● EXTRACT:
Fast forward 50 years. Adult coloring books are all the rage, topping bestseller lists across the country. You can buy them everywhere from drug stores to mini-marts to online outlets. Whatever your interests — be they images from nature and kaleidoscope patterns or insects and sports – there is a coloring book for you. In fact, there are so many, that it took me longer to choose my first book than to color my first picture—a close up of the Statue of Liberty’s head.
The subject is only one consideration when buying a coloring book, though a critical one. Researchers have found that we can get the biggest bang for our buck by coloring Mandalas. These “round and round patterns and concentric circles of ancient designs” relax the mind and also keep the “artist” focused on the present. Equally important is the complexity of the puzzle as a whole, and the number and size of the pieces. Some illustrations are made up of many large spaces to color, while others have very fine details that require a steady hand… something few people with Parkinson’s manage to hold on to. If you feel more creative, choose a coloring book that lets you decide what colors go where. If you find the number of colors too overwhelming, stay with the color by number method.

● RECORDS SHOWN:
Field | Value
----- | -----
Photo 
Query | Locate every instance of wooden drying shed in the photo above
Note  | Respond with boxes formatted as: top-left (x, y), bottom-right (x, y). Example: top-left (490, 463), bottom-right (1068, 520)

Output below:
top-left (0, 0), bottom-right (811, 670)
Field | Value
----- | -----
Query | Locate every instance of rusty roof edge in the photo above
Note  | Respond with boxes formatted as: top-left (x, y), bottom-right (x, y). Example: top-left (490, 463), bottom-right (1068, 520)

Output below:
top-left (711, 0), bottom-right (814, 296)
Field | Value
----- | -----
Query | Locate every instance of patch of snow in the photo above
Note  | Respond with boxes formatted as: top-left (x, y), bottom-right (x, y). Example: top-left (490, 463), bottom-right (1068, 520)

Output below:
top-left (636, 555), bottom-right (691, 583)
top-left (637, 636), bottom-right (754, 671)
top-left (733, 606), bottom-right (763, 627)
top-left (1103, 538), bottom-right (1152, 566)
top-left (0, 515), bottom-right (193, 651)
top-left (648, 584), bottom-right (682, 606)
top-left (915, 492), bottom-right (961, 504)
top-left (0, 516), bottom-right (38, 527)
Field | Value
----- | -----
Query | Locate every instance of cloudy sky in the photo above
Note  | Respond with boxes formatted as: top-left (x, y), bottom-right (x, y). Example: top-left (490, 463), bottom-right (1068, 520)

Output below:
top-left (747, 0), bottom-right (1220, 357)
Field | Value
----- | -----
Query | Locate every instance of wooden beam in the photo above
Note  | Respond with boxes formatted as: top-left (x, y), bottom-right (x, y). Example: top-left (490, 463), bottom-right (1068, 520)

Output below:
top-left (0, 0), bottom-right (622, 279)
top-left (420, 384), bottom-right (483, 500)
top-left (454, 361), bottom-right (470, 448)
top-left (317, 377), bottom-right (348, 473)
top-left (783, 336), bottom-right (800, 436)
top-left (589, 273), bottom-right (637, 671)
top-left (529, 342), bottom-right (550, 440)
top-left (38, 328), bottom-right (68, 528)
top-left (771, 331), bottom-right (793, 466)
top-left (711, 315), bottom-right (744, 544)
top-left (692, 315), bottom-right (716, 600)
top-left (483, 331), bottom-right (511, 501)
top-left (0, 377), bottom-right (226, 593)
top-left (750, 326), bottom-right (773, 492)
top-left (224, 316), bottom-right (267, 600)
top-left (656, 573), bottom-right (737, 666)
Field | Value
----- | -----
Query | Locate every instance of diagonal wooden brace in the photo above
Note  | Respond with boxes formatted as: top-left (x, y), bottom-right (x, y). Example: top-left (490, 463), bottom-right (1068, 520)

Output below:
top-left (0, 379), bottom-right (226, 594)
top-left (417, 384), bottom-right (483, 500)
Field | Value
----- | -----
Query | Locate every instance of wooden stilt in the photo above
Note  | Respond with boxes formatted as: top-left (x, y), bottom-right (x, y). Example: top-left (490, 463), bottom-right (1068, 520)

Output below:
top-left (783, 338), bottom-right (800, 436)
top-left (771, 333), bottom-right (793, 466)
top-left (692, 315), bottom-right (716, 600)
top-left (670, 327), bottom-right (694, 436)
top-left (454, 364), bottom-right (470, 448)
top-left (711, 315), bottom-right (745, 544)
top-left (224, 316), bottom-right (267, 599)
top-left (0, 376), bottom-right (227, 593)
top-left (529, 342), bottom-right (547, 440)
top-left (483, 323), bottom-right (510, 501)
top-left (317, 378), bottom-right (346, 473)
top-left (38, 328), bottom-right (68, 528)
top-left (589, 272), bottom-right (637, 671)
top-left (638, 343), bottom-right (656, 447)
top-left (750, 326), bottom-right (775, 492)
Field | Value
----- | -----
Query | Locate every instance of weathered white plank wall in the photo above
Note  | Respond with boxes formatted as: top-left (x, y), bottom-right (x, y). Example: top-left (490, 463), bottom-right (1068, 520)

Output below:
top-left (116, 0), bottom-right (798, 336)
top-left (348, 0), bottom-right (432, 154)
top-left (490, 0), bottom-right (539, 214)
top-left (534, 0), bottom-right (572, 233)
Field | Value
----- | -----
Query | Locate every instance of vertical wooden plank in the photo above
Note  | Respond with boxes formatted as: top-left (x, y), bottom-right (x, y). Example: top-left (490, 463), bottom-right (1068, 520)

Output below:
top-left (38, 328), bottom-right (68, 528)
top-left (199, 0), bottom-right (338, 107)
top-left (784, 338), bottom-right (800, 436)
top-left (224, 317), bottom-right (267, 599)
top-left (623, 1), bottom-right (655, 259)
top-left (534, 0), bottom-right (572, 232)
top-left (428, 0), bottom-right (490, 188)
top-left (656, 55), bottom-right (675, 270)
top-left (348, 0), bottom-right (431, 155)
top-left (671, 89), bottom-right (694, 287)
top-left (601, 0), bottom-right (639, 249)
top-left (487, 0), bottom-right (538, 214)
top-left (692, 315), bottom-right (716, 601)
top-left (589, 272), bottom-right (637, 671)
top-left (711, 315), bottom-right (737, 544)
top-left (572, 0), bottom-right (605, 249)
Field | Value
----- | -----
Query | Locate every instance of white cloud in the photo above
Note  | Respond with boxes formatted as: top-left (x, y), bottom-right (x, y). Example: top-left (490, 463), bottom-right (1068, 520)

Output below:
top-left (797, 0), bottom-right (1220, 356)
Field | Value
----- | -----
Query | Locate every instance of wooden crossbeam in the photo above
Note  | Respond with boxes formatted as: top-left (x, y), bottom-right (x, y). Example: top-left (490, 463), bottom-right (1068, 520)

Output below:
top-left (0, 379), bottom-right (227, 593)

● TASK TO CARRY OUT: Please resume the passage on adult coloring books, picking up right after its last sentence. The records have nothing to do with the passage on adult coloring books.

● OUTPUT FOR THIS TASK:
I opted to start by coloring Lady Liberty’s crown, diving in without much of a plan. I quickly realized that if I wanted a neat appearance I must first outline each piece with my fine tip marker and then fill in with the broad brush. The only reason I have this fancy, boxed set of 30 artist’s markers it that my husband was making up for never having had a new box of 64 crayons to call his own. Instead, he had to use a cigar box full of crayon stubs left behind by his older siblings.
So, grab a coloring book and some colored pencils or markers, unleash your artistic creativity, and watch your stress and anxiety melt away. I plan to try this when I wake up in the middle of the night in the hope that coloring will help me get back to sleep.